• PROBLEM STATEMENT: Print every record below exactly, minus the pictures.

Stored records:
#####
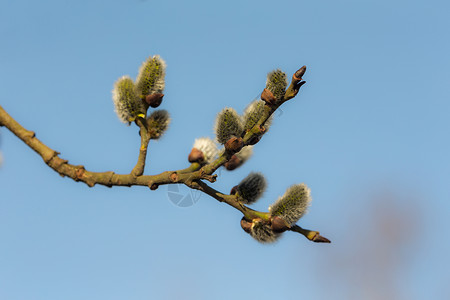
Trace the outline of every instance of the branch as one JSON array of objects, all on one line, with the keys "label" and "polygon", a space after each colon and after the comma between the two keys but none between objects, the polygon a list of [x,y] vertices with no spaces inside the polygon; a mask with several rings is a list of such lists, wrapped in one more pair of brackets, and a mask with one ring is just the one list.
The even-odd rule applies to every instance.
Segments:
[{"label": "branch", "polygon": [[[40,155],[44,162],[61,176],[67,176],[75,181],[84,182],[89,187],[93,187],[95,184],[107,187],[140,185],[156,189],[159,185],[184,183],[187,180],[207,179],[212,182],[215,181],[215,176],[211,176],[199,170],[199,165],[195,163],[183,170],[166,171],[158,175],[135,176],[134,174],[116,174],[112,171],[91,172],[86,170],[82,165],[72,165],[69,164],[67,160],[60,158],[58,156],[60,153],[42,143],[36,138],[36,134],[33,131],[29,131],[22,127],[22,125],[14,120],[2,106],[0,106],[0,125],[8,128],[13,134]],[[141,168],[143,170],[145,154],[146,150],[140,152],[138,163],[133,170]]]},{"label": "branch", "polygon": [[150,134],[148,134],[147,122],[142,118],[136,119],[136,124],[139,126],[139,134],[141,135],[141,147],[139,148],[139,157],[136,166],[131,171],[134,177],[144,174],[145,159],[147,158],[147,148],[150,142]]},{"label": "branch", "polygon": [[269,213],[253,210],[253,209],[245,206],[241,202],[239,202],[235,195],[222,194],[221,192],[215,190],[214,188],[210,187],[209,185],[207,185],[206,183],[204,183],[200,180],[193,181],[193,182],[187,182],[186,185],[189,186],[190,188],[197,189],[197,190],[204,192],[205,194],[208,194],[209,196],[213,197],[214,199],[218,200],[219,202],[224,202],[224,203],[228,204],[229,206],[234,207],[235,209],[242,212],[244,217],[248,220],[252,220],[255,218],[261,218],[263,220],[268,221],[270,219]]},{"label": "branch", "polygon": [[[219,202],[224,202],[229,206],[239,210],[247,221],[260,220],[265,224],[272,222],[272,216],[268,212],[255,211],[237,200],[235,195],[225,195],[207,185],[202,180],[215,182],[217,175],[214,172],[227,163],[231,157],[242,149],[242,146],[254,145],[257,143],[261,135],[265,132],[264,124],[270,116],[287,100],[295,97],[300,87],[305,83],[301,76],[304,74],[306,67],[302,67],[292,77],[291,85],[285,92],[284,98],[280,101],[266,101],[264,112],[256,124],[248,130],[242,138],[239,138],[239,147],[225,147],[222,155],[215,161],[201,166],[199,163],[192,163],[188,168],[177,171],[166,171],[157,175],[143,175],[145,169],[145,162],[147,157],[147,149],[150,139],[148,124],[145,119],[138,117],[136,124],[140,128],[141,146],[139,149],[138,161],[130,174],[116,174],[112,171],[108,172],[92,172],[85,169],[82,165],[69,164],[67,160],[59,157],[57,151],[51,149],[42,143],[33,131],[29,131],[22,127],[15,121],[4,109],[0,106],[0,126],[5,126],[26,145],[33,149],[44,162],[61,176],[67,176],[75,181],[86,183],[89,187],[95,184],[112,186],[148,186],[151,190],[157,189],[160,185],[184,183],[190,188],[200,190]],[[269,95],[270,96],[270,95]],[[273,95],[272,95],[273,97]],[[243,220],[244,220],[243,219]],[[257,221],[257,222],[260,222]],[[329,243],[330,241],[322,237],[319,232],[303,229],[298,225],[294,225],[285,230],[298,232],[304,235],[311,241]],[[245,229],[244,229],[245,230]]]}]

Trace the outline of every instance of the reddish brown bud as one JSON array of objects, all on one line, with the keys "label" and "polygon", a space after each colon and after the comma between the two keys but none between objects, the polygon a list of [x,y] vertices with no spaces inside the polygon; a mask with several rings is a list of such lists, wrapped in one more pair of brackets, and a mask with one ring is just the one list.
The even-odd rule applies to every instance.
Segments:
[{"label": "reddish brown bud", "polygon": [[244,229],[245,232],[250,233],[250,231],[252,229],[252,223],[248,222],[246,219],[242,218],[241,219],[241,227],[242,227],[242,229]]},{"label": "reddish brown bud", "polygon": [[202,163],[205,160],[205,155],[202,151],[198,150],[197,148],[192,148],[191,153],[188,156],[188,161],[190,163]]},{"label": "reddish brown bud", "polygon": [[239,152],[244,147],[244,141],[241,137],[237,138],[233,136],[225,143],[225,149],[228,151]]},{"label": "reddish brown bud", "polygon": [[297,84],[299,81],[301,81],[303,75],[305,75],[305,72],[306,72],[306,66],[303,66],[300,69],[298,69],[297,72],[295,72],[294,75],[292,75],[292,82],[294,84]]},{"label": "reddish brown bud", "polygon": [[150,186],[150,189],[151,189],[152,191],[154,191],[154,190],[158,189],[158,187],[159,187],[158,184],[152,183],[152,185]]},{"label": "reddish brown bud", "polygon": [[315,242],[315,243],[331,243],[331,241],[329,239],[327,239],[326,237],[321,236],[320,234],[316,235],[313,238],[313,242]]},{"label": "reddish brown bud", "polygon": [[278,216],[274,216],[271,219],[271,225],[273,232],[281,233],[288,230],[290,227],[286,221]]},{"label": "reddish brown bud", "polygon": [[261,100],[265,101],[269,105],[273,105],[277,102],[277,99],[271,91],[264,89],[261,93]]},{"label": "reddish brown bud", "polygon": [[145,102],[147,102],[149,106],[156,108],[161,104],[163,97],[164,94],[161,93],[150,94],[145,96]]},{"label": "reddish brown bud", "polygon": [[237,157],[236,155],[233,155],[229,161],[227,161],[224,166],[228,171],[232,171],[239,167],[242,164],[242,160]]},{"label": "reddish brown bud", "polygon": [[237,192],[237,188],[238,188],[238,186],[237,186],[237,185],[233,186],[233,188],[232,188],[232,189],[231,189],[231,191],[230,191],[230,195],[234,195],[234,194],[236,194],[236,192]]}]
#####
• SOLUTION TO THE PROBLEM:
Trace the outline of every instance of the branch as one JSON array of objects, all on one line, with the keys "label" and "polygon", a space after each colon and after the comma between the two keys but none between objects, the polygon a list of [x,y] vertices with no spaces inside the polygon; a mask with several rings is a list of such lists, wrapped in one more pair of brackets, and a mask with one ring is just the one list.
The even-odd rule applies to every instance.
Segments:
[{"label": "branch", "polygon": [[[40,155],[44,162],[61,176],[67,176],[75,181],[84,182],[89,187],[93,187],[95,184],[107,187],[140,185],[156,189],[159,185],[184,183],[187,180],[207,179],[212,182],[215,181],[215,176],[211,176],[199,170],[199,165],[195,163],[183,170],[166,171],[158,175],[135,176],[134,174],[116,174],[112,171],[91,172],[86,170],[82,165],[72,165],[69,164],[67,160],[60,158],[58,156],[60,153],[42,143],[36,138],[36,134],[33,131],[29,131],[22,127],[22,125],[14,120],[2,106],[0,106],[0,125],[8,128],[13,134]],[[141,168],[143,170],[145,154],[146,150],[140,152],[138,163],[133,170]]]},{"label": "branch", "polygon": [[150,134],[148,134],[147,122],[142,118],[136,119],[136,124],[139,126],[139,134],[141,135],[141,147],[139,148],[139,157],[136,166],[131,171],[134,177],[144,174],[145,159],[147,158],[147,148],[150,142]]},{"label": "branch", "polygon": [[269,213],[253,210],[253,209],[245,206],[241,202],[239,202],[235,195],[222,194],[221,192],[215,190],[214,188],[210,187],[209,185],[207,185],[206,183],[204,183],[200,180],[193,181],[193,182],[187,182],[186,185],[189,186],[190,188],[197,189],[197,190],[204,192],[205,194],[208,194],[209,196],[213,197],[214,199],[218,200],[219,202],[224,202],[224,203],[228,204],[229,206],[234,207],[235,209],[242,212],[244,217],[248,220],[252,220],[255,218],[261,218],[263,220],[268,221],[270,219]]},{"label": "branch", "polygon": [[[219,202],[224,202],[229,206],[239,210],[247,221],[260,220],[265,224],[272,222],[272,216],[268,212],[255,211],[237,200],[235,195],[225,195],[207,185],[202,180],[215,182],[217,175],[214,172],[227,163],[231,157],[242,149],[242,146],[254,145],[257,143],[261,135],[265,132],[264,124],[270,116],[287,100],[295,97],[300,87],[305,83],[301,76],[304,74],[306,67],[302,67],[292,77],[291,85],[285,92],[284,98],[280,101],[266,101],[264,112],[256,124],[248,130],[242,138],[239,138],[239,147],[225,147],[222,155],[215,161],[201,166],[199,163],[192,163],[188,168],[177,171],[166,171],[157,175],[143,175],[145,169],[145,162],[147,157],[147,149],[150,139],[148,124],[145,119],[138,117],[136,124],[140,128],[141,146],[139,149],[138,161],[130,174],[116,174],[112,171],[108,172],[92,172],[85,169],[82,165],[69,164],[67,160],[59,157],[57,151],[51,149],[42,143],[33,131],[29,131],[22,127],[15,121],[4,109],[0,106],[0,126],[5,126],[26,145],[33,149],[44,162],[61,176],[67,176],[75,181],[86,183],[89,187],[95,184],[112,186],[148,186],[151,190],[157,189],[160,185],[184,183],[190,188],[200,190]],[[269,95],[270,96],[270,95]],[[273,95],[272,95],[273,97]],[[243,220],[244,220],[243,219]],[[257,221],[257,222],[260,222]],[[329,243],[330,241],[322,237],[319,232],[303,229],[298,225],[294,225],[285,230],[298,232],[304,235],[311,241]],[[245,229],[244,229],[245,230]]]}]

Trace the outline of every instance of the reddish brown bud as one JSON array of objects, all on one line, with the keys "label" and "polygon", a space after each colon and after the comma between the two keys but none between objects, the polygon a list of [x,y] vertices with no spaces inside the polygon; a mask with several rings is a list of such lists, wrapped in one more pair of brackets, and a mask with one ring is just the one list.
The even-odd rule applies to every instance.
Segments:
[{"label": "reddish brown bud", "polygon": [[244,229],[245,232],[250,233],[250,231],[252,229],[252,223],[248,222],[246,219],[242,218],[241,219],[241,227],[242,227],[242,229]]},{"label": "reddish brown bud", "polygon": [[202,163],[205,160],[205,155],[202,151],[198,150],[197,148],[192,148],[191,153],[188,156],[188,161],[190,163]]},{"label": "reddish brown bud", "polygon": [[239,152],[244,147],[244,141],[241,137],[237,138],[233,136],[225,143],[225,149],[228,151]]},{"label": "reddish brown bud", "polygon": [[297,84],[299,81],[301,81],[303,75],[305,75],[305,72],[306,72],[306,66],[303,66],[300,69],[298,69],[297,72],[295,72],[294,75],[292,75],[292,82],[294,84]]},{"label": "reddish brown bud", "polygon": [[150,186],[150,189],[151,189],[152,191],[154,191],[154,190],[158,189],[158,187],[159,187],[158,184],[152,183],[152,185]]},{"label": "reddish brown bud", "polygon": [[315,242],[315,243],[331,243],[331,241],[329,239],[327,239],[326,237],[321,236],[320,234],[316,235],[313,238],[313,242]]},{"label": "reddish brown bud", "polygon": [[278,216],[274,216],[271,219],[271,225],[273,232],[281,233],[288,230],[290,227],[286,221]]},{"label": "reddish brown bud", "polygon": [[261,100],[265,101],[269,105],[273,105],[277,102],[277,99],[271,91],[264,89],[261,93]]},{"label": "reddish brown bud", "polygon": [[145,102],[147,102],[149,106],[156,108],[161,104],[163,97],[164,94],[161,93],[150,94],[145,96]]},{"label": "reddish brown bud", "polygon": [[237,157],[236,155],[233,155],[229,161],[227,161],[224,166],[228,171],[232,171],[239,167],[242,164],[242,160]]},{"label": "reddish brown bud", "polygon": [[237,192],[237,188],[238,188],[238,186],[237,186],[237,185],[233,186],[233,188],[232,188],[232,189],[231,189],[231,191],[230,191],[230,195],[234,195],[234,194],[236,194],[236,192]]}]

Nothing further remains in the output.